TASK:
Output, verbatim and in order, the lines of the items from the line containing "the reed, each" to the line containing "column 516, row 519", including both of those lines and nothing else.

RECORDS SHOWN:
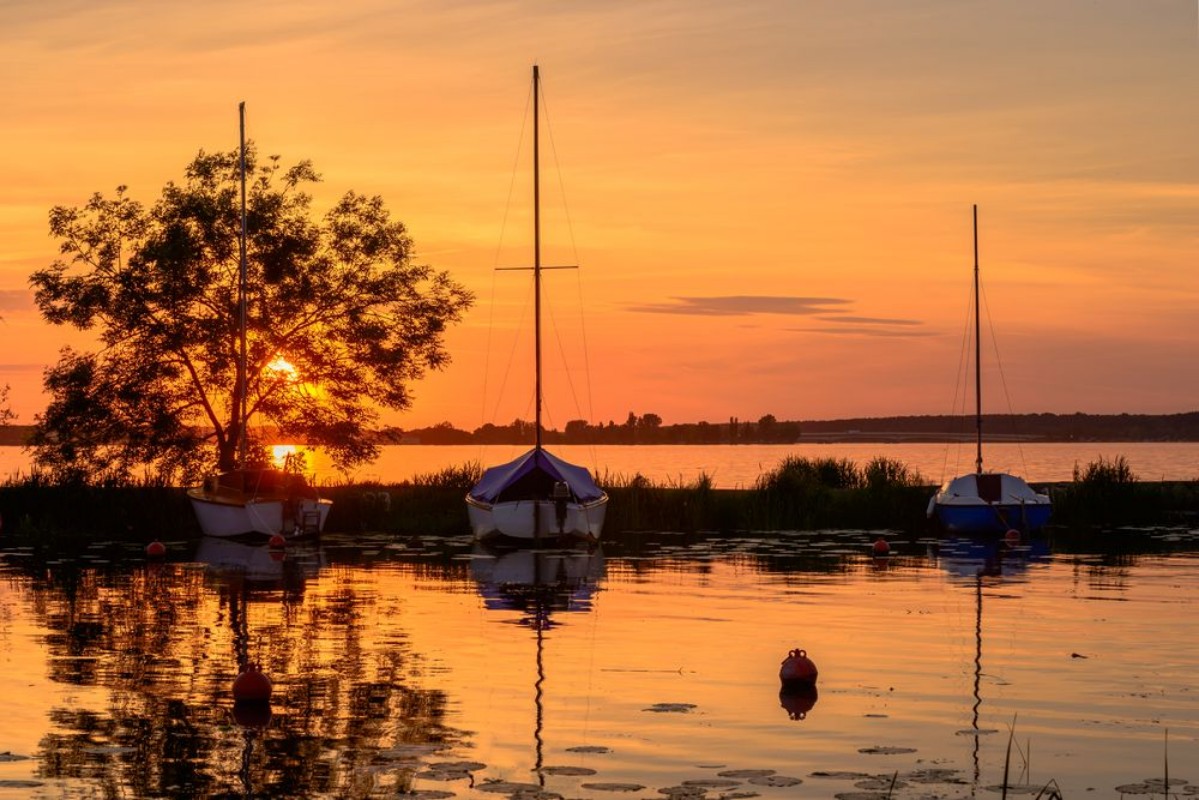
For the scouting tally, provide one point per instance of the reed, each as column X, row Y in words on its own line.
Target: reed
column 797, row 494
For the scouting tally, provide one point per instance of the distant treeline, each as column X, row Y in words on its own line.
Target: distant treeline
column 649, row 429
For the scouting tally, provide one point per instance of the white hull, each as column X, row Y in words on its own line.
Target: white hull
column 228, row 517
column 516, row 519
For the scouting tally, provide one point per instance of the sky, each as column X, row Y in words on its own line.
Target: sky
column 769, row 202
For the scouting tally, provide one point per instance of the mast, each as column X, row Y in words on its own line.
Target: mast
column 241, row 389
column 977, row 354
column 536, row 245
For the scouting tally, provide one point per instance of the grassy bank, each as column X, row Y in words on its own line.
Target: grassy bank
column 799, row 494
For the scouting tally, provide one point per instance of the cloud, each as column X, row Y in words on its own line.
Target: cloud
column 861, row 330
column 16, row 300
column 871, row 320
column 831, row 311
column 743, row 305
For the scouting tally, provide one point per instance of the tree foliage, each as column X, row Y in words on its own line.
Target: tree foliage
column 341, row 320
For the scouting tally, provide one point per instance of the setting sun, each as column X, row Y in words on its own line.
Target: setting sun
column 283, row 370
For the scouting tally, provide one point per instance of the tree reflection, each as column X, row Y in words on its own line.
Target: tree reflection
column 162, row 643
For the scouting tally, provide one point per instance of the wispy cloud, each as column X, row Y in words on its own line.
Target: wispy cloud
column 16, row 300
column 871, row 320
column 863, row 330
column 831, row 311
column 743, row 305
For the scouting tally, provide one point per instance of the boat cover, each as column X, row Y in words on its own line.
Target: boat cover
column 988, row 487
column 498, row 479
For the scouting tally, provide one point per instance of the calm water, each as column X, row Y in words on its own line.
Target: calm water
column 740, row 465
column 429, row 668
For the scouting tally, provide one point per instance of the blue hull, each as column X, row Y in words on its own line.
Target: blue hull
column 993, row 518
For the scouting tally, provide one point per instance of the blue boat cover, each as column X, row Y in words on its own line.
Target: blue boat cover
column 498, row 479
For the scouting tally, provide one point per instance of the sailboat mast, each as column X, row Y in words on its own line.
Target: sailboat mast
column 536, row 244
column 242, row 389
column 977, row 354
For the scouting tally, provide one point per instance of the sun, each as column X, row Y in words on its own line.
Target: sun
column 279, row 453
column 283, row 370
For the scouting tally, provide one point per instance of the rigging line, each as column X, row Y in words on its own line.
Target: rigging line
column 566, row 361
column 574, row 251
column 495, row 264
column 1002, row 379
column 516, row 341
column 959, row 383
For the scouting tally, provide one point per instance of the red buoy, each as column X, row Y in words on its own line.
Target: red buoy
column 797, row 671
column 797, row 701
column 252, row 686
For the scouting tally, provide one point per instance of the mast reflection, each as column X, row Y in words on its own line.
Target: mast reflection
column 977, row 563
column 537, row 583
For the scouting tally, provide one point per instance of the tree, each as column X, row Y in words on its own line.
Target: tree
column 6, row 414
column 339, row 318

---

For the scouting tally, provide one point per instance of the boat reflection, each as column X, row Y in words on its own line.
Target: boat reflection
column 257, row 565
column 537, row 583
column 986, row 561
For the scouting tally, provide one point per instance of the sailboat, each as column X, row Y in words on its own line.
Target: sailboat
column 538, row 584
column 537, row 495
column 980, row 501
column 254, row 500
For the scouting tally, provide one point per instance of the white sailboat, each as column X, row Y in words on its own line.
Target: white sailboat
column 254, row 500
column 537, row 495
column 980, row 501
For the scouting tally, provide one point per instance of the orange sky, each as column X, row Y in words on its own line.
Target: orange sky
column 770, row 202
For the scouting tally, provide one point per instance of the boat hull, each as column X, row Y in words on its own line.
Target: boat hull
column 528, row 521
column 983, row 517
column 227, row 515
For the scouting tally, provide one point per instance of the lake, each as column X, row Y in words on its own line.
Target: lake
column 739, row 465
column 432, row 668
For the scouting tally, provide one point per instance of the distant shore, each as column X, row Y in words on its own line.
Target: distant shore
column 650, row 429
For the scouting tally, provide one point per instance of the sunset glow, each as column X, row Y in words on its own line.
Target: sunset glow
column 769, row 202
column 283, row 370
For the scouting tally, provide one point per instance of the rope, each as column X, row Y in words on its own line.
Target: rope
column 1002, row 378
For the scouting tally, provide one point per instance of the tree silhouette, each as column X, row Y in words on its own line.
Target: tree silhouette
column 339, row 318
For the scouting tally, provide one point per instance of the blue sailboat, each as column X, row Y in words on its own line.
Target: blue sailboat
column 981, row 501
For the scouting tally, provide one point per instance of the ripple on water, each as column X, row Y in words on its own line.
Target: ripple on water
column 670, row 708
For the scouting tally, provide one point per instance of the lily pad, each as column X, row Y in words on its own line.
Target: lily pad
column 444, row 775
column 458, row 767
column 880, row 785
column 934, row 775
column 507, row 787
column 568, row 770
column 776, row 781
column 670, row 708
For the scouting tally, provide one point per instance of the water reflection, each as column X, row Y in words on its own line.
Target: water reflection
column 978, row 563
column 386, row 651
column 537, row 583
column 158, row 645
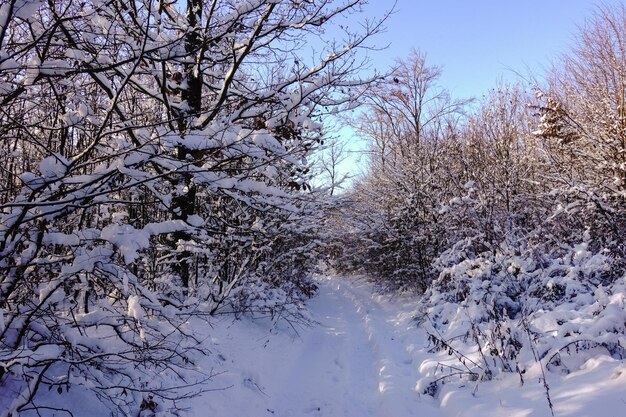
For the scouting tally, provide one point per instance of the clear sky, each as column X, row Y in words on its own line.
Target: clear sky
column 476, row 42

SOLUTION TO THIS TASK:
For the scouting tally, provide one point per instance of the reed, each as column X, row Y in words on its own line.
Target: reed
column 797, row 494
For the scouting tally, provide one point per instance of the distant treeline, each as column X, row Y in words on its own line.
Target: distant treeline
column 649, row 429
For the scouting tally, provide one point per instance of the white hull, each as column X, row Y in words on its own line.
Target: white hull
column 228, row 517
column 516, row 519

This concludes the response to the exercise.